Count the lines in the records below that contain the word "Where", and reply with only that number.

**Provided records**
^^^^^^^^

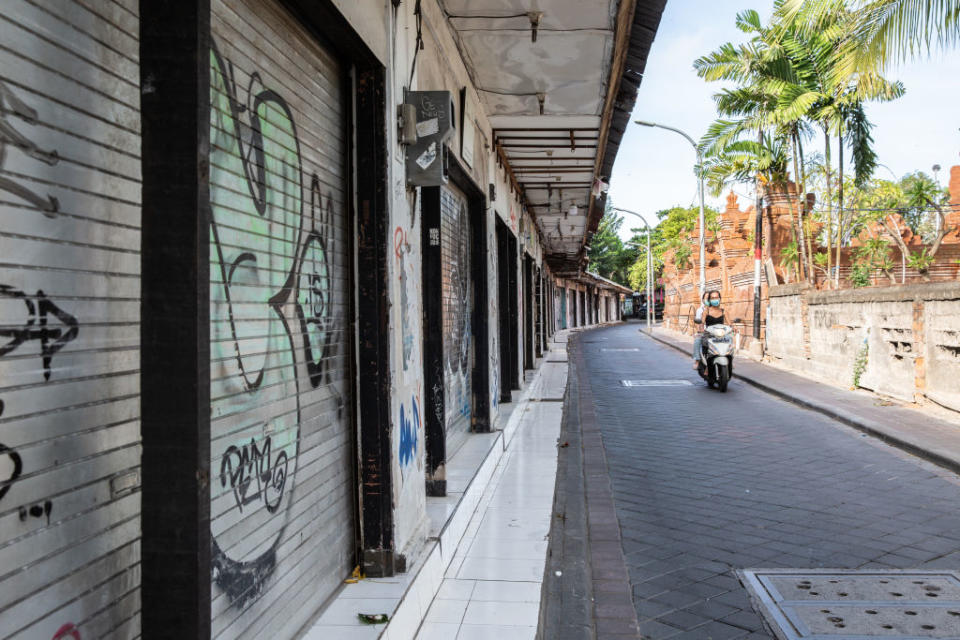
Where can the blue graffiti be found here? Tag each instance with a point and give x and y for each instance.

^^^^^^^^

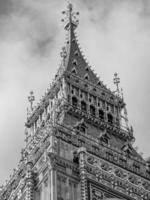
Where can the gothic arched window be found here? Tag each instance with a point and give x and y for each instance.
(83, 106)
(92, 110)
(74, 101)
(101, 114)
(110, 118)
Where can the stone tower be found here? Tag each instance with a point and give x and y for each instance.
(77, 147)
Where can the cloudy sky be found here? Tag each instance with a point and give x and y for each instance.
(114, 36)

^^^^^^^^

**Output below**
4